● **REQUIREMENT A**:
According to the excerpt on a nanoparticle approach to triple-negative breast cancer, why did the researchers deliver the nanoparticles through the nose? Answer in one to three sentences.
● **REQUIREMENT B**:
In the excerpt on a nanoparticle approach to triple-negative breast cancer, in which organ did the targeted nanoparticles significantly reduce metastatic lesions in the mouse models?
● **REQUIREMENT C**:
Reproduce word for word the passage of the excerpt on a nanoparticle approach to triple-negative breast cancer starting at "Based on these" and ending at "defenses against chemotherapy.".

● **EXCERPT TO READ**:
________________

Based on these findings, the Bhatnagar team, working with UVA’s Jogender Tushir-Singh, PhD, developed a new approach to stop the effects of TRIM37 and, hopefully, prevent or significantly delay the spread of triple-negative breast cancer. This could also lower the disease’s defenses against chemotherapy.

Bhatnagar and Tushir-Singh’s approach uses lipid liposome-based nanoparticle paired with specially engineered antibodies that bind to the cancerous cells, but not to healthy cells. “As soon as the antibody finds the triple negative breast cancer cell, it binds to the receptor and is taken up by the cell,” explained Tushir-Singh, PhD, at UVA’s Department of Biochemistry and Molecular Genetics. The approach could feasibly be used to deliver targeted treatments for many other cancers as well. “That would not only get the treatment where it needs to be but, hopefully, help prevent unwanted side effects. Besides preventing metastases, it adds selectivity,” Bhatnagar said.

UVA’s Jogender Tushir-Singh, PhD [Dan Addison | UVA Communications]

Another problem in the field is, how to give a nanoparticle treatment to the patients? she continued. “Most of these nanoparticles are cleared by the liver, so they never have a chance to really do their job.” So for this study, the researchers bypassed the issue by delivering nanoparticles via the nasal route, increasing the rate of uptake in the lungs, which is one of the most common metastatic target sites in TNBC patients,” Bhatnagar added.

Although development of the new approach is in its early stages, tests with lab mice offered up encouraging indications. To verify that TRIM37 targeting might offer a potential treatment approach, Bhatnagar teamed up with husband Tushir-Singh, PhD, to test the technology in the lab. “And we find that our targeted nanoparticles significantly reduce metastatic lesions in the lungs of spontaneous metastatic murine [mouse] models—both immune compromised and immune sufficient,” she said. “This is an important proof-of-concept much needed for the bench-to-clinic transition of these important findings.”

________________

● **MATERIAL PROVIDED**:
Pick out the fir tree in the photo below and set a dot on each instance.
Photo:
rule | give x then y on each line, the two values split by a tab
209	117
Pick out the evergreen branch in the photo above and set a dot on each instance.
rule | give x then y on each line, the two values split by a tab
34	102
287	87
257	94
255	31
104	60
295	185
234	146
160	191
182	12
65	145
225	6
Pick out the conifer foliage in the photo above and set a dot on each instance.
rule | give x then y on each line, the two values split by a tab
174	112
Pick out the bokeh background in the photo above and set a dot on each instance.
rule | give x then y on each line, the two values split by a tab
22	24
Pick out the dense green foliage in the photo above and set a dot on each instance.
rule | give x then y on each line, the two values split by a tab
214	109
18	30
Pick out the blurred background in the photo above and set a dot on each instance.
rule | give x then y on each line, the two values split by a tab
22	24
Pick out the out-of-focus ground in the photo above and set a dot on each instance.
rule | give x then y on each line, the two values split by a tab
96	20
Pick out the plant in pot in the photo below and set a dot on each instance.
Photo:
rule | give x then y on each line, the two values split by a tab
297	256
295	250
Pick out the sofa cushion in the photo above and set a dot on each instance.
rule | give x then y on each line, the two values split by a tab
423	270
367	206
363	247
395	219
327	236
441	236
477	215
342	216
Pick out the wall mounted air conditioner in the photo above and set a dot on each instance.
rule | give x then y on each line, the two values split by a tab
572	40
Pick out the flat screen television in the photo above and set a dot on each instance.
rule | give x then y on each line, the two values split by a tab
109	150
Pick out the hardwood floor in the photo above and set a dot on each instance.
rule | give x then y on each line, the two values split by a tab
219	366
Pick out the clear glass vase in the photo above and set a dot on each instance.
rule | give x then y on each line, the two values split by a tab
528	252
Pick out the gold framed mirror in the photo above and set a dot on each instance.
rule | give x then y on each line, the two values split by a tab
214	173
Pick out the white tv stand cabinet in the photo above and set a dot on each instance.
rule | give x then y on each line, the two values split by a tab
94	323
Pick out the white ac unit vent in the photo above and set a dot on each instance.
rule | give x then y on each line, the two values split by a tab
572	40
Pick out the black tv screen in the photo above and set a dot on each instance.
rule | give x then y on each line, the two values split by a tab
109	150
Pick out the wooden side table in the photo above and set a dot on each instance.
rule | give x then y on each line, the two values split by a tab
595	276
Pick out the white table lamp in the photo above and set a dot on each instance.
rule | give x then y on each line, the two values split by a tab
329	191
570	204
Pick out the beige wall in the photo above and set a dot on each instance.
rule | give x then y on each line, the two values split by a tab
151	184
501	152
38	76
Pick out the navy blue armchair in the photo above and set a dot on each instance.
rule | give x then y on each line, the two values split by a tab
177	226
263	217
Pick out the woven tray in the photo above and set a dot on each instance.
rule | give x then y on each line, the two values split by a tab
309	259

________________

● **RESPONSE A**:
Most nanoparticles are cleared by the liver, so they never get a real chance to do their job. Delivering them through the nose gets around this and raises their uptake in the lungs, one of the most common sites of metastasis in triple-negative breast cancer patients.

● **RESPONSE B**:
The lungs.

● **RESPONSE C**:
Based on these findings, the Bhatnagar team, working with UVA’s Jogender Tushir-Singh, PhD, developed a new approach to stop the effects of TRIM37 and, hopefully, prevent or significantly delay the spread of triple-negative breast cancer. This could also lower the disease’s defenses against chemotherapy.